§ Source
+ + + +

The revised double tax treaty between Germany and the UK became effective on December 30, 2010. The revised treaty applies in Germany from January 1, 2011 and in the UK from April 1, 2011 (corporation tax) or April 6, 2011 (income capital gains tax). It differs in a number of respects from the former treaty, importantly, rules aimed at preventing treaty abuse have been tightened. This Alert focuses on the impact of the new provisions on cross-border structures.
As was previously the case, under the new treaty, Germany generally mitigates double taxation by applying an exemption method. However, under the revised treaty a subject-to-tax test must be met according to which income is exempted from taxation in Germany only if the income is effectively taxed in the UK. The former treaty contained a subject-to-tax clause but this related only to income from the sale of real estate. The revised treaty extends this test to all classes of income and tightens it such that the test is now met only if the relevant income is effectively taxed; previously it was sufficient if the income was generally subject to taxation. Existing structures should be reviewed in light of the new rules, including UK real estate investments of German investors (e.g. through German closed-end funds) where the investors are taxable under UK claw-back rules upon exit, as such structures may not satisfy the subject-to-tax test, restricting the availability of treaty benefits (which were only recently restricted by the German Federal Fiscal Court under the subject-to-tax clause of the former treaty).
The new treaty introduces switch-over regulations under which Germany may substitute the exemption method for a credit-method. These apply where the income from a permanent establishment located in the UK is (mainly) derived from passive activities. The taxpayer must prove that the gross income does not constitute income from passive activities in order to be exempted from taxation in Germany. These rules include dividend income, i.e. dividends are taxed under the exemption method only if the relevant entity is actively engaged in business activities. It remains to be seen what proof will be required here as the revised treaty does not give any guidance in this respect. Although potentially material, in many cases, the effect of this change should be limited as under the German domestic participation exemption dividends are generally 95 percent tax exempt.

+ + + +

§ Provided information

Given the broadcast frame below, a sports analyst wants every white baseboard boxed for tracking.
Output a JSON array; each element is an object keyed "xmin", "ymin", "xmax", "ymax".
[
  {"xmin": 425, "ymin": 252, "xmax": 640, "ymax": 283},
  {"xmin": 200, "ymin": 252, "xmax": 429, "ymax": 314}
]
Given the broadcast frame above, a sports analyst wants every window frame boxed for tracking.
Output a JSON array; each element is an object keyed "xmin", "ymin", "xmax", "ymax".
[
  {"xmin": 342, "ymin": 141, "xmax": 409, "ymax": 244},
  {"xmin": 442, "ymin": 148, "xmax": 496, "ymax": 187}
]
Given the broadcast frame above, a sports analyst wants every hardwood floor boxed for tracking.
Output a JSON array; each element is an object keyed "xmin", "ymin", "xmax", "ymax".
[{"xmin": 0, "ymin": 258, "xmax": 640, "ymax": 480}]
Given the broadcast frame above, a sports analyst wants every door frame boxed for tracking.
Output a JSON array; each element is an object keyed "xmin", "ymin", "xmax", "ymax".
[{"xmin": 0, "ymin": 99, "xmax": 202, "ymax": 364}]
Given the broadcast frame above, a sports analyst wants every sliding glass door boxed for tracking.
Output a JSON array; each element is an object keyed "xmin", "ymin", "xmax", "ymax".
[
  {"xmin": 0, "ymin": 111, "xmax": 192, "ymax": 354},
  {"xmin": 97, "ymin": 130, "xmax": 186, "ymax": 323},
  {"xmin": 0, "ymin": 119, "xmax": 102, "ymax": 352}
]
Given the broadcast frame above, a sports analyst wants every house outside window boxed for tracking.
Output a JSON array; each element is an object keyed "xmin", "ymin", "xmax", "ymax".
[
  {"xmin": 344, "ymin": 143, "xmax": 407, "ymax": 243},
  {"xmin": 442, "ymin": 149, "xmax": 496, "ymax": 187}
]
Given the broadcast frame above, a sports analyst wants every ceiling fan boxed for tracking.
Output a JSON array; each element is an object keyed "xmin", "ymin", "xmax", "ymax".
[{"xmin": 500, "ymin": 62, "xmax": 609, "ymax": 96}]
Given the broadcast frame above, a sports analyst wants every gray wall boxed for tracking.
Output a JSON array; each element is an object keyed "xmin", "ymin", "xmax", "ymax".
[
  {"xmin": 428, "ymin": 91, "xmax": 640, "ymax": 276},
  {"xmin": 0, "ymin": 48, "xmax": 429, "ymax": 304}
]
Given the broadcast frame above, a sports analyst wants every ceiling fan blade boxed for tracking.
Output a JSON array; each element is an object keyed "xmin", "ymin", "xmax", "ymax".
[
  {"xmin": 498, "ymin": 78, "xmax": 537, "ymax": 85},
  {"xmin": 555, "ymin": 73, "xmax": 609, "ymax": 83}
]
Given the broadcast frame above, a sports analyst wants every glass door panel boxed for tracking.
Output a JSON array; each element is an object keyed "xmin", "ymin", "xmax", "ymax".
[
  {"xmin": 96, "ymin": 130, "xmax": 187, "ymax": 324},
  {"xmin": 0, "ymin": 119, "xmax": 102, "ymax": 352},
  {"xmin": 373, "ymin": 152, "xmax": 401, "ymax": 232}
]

+ + + +

§ Tasks
**A)** Answer these from the treaty alert:
(i) On what date did the revised treaty become effective?
(ii) Under the former treaty, what income did the subject-to-tax clause relate to?
(iii) Under the German domestic participation exemption, what share of dividends is generally tax exempt?
**B)** In the listing, set out everything from the line containing "panel boxed for tracking." down to the end of the listing as a numbered list, leaving out blank lines.
The treaty alert and the listing are unrelated material.

§ Expected outputs
**A)**
(i) December 30, 2010
(ii) Income from the sale of real estate
(iii) 95 percent

**B)**
1. Given the broadcast frame above, a sports analyst wants every glass door panel boxed for tracking.
2. Output a JSON array; each element is an object keyed "xmin", "ymin", "xmax", "ymax".
3. [
4.   {"xmin": 96, "ymin": 130, "xmax": 187, "ymax": 324},
5.   {"xmin": 0, "ymin": 119, "xmax": 102, "ymax": 352},
6.   {"xmin": 373, "ymin": 152, "xmax": 401, "ymax": 232}
7. ]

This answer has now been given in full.